BRIEF:
Collect all lines below with the string "burlap".

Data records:
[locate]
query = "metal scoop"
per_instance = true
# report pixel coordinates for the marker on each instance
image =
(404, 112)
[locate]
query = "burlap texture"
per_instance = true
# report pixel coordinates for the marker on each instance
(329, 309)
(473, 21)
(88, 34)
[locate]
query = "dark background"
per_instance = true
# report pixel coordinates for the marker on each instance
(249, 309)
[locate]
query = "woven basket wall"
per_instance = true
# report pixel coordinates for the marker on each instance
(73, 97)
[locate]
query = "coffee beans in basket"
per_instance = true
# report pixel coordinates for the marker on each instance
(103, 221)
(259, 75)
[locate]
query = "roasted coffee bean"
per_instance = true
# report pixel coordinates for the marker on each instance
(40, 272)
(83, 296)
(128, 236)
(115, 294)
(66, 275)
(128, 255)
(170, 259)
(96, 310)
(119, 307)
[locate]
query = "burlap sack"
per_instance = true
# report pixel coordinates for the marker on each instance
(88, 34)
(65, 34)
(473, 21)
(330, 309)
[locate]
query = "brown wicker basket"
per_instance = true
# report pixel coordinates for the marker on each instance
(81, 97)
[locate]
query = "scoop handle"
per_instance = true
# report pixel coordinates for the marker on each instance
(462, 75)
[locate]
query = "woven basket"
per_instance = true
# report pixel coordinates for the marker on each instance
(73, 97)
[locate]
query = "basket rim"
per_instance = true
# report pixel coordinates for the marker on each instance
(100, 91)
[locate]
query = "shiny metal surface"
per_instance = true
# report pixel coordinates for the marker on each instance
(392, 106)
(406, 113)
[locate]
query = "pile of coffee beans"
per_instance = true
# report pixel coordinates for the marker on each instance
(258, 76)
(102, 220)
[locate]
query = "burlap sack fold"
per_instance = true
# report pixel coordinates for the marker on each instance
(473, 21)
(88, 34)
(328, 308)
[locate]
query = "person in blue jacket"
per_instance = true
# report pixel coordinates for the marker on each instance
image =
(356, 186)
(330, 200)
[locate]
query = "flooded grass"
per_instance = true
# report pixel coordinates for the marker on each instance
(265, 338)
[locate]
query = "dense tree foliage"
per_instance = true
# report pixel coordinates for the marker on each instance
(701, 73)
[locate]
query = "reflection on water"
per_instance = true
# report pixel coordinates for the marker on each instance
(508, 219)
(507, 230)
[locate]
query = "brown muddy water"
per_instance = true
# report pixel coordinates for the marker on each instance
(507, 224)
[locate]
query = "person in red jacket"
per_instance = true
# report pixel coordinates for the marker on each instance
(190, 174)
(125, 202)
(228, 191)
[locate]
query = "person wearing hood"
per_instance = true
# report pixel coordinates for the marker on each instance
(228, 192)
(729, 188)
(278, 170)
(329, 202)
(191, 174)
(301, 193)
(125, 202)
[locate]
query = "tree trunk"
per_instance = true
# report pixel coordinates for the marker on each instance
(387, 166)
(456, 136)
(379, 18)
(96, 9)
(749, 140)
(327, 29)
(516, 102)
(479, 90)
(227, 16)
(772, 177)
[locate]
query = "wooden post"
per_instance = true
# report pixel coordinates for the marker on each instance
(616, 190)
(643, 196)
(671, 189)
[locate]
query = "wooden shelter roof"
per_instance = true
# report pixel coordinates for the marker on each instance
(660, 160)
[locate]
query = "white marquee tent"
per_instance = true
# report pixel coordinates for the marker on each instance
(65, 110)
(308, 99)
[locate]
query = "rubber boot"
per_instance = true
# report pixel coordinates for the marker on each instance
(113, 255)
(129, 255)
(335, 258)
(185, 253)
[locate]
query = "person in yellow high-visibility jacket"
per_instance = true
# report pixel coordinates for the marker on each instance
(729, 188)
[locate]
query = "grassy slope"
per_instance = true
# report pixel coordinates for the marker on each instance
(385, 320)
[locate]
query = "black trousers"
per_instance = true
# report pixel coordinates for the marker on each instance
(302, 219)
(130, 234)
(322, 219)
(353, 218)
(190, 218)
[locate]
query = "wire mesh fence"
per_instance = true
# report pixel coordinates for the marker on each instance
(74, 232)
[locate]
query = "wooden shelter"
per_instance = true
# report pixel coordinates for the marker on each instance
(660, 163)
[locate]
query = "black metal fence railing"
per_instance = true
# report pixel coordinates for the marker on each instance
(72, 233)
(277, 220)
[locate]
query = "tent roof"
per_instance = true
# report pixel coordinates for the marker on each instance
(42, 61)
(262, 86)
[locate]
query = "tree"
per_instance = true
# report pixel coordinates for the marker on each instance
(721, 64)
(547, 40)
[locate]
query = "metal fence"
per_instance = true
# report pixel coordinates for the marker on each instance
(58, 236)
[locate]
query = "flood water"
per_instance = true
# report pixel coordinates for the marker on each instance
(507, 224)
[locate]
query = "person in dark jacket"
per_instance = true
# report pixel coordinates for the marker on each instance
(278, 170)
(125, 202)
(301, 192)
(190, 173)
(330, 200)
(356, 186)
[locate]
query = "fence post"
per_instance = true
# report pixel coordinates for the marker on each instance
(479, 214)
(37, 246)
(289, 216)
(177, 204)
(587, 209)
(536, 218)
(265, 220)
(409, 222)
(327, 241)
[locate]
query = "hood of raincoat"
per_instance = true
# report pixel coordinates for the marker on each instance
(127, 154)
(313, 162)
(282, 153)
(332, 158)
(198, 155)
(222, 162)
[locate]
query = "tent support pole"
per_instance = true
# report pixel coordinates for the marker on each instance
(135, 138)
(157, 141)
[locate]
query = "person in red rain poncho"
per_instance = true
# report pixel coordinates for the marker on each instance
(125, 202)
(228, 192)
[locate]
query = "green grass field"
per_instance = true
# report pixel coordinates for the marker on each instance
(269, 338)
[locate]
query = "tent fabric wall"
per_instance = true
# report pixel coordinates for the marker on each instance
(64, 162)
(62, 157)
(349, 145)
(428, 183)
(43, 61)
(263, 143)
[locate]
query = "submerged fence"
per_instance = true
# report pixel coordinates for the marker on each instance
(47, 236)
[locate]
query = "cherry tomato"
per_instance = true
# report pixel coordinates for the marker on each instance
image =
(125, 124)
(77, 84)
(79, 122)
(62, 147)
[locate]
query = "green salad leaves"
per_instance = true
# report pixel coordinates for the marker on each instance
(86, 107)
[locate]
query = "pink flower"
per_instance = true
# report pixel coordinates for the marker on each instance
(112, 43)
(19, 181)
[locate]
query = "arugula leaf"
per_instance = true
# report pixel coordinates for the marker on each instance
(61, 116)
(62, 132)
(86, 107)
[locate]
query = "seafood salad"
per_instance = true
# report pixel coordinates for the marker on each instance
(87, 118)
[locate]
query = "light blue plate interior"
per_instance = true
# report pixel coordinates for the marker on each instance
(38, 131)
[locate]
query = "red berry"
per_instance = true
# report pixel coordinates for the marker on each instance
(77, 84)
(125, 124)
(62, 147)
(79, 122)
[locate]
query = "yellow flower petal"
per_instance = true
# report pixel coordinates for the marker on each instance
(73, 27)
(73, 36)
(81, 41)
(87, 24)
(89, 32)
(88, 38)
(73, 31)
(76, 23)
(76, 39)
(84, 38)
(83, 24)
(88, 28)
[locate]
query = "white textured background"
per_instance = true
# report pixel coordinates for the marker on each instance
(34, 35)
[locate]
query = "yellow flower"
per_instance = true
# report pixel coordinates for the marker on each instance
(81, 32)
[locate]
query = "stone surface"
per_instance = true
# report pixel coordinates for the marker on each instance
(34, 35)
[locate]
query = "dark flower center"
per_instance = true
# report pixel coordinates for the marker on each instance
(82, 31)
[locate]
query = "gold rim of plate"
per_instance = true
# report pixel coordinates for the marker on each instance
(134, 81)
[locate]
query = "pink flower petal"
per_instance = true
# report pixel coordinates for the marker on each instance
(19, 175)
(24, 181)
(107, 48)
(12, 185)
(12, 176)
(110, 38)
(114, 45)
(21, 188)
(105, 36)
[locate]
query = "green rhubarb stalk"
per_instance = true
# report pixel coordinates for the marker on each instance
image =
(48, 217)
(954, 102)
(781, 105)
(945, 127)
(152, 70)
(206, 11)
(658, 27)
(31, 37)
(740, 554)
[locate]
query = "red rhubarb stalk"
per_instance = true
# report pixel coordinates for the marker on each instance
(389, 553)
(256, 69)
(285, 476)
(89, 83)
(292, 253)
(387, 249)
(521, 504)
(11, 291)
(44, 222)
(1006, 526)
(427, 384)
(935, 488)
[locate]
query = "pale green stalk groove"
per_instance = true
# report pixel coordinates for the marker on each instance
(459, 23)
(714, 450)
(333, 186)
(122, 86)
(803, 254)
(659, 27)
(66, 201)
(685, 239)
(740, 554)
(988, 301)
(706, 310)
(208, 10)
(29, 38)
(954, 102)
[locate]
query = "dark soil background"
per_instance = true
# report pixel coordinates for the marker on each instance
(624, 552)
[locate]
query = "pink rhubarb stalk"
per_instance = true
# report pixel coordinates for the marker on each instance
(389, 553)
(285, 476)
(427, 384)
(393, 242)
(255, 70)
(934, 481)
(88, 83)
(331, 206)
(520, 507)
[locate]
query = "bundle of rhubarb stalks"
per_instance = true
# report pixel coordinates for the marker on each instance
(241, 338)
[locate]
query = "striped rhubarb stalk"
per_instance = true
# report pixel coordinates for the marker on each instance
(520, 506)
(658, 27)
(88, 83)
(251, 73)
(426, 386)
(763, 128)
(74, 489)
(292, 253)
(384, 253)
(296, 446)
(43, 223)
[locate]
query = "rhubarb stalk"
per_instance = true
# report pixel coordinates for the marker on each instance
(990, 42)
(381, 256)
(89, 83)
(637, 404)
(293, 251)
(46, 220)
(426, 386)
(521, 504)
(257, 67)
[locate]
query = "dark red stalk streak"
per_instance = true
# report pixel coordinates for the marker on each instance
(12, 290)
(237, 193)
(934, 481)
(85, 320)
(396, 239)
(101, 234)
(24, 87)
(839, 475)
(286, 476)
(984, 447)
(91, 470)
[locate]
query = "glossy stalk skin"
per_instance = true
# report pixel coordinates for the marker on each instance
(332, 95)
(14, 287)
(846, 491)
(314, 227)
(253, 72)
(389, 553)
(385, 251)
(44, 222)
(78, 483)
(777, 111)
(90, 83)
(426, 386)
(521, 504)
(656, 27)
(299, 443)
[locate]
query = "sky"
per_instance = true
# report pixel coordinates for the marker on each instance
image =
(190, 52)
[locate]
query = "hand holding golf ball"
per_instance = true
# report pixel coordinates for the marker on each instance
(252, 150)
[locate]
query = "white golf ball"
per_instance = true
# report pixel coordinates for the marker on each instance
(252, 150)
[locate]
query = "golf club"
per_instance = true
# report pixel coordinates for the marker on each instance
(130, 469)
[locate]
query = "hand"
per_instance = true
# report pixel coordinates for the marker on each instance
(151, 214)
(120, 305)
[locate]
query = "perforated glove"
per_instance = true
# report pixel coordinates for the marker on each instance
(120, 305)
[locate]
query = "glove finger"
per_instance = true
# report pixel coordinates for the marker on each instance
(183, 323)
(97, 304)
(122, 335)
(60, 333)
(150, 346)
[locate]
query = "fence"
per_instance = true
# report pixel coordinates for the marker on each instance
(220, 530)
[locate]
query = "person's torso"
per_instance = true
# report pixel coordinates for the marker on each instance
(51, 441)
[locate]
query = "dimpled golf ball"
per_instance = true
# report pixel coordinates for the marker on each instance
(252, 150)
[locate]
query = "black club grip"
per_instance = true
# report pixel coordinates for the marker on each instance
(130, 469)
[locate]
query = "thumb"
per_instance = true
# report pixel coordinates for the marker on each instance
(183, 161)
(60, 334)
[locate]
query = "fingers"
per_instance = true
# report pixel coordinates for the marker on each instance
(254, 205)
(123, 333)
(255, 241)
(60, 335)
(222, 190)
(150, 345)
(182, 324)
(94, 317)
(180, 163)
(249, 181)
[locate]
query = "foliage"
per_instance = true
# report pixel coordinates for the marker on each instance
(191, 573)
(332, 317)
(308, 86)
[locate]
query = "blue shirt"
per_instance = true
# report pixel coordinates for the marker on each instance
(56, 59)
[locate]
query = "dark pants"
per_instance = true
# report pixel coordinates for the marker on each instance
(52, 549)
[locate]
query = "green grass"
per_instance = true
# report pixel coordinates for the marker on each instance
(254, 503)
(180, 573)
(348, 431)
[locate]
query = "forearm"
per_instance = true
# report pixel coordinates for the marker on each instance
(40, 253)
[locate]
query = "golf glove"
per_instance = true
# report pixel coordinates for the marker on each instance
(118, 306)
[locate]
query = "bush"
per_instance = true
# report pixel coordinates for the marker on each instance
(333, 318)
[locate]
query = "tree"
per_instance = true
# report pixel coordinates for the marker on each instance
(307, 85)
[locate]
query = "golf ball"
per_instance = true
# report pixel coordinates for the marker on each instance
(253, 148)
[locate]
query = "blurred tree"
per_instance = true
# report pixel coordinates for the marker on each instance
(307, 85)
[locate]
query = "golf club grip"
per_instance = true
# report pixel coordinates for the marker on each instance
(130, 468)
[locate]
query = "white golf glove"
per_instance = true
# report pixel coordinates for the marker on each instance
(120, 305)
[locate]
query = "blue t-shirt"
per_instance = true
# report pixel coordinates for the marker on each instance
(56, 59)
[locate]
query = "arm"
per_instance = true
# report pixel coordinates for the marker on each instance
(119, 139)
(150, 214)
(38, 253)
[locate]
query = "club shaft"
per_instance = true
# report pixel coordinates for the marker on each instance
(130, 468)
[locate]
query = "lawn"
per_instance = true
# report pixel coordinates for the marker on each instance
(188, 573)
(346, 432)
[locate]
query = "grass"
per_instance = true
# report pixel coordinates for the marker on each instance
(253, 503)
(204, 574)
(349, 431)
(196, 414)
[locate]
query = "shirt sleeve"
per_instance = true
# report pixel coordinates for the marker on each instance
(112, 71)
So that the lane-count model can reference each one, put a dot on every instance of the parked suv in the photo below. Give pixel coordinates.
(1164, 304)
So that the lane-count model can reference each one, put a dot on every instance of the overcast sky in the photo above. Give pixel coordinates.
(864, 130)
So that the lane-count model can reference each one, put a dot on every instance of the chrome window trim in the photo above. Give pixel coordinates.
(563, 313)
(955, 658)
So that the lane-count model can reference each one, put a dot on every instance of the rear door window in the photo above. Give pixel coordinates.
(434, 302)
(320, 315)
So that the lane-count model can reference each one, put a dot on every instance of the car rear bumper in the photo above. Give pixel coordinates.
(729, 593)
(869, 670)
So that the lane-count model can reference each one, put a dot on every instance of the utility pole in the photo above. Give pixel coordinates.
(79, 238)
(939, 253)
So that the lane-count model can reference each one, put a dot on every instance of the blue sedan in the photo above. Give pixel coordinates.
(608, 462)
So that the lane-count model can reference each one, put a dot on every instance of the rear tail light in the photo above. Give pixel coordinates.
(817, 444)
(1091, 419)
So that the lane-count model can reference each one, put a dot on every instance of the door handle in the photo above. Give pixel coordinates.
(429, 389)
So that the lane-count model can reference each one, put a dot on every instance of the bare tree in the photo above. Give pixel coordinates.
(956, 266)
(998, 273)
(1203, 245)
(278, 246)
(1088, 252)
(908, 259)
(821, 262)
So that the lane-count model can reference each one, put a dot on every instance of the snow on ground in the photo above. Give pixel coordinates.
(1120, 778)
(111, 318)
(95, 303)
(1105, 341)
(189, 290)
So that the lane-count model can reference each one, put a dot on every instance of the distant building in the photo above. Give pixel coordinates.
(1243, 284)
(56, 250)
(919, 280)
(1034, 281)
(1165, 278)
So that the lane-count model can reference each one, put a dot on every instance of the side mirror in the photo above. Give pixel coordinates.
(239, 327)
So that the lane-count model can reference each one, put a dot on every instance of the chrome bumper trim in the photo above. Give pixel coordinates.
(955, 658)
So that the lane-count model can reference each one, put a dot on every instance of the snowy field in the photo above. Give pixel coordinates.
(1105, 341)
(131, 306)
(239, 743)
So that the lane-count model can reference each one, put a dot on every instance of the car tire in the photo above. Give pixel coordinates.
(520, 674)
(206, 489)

TASK OUTPUT:
query = "burlap texture"
query = "burlap sack"
query = "burlap sack fold"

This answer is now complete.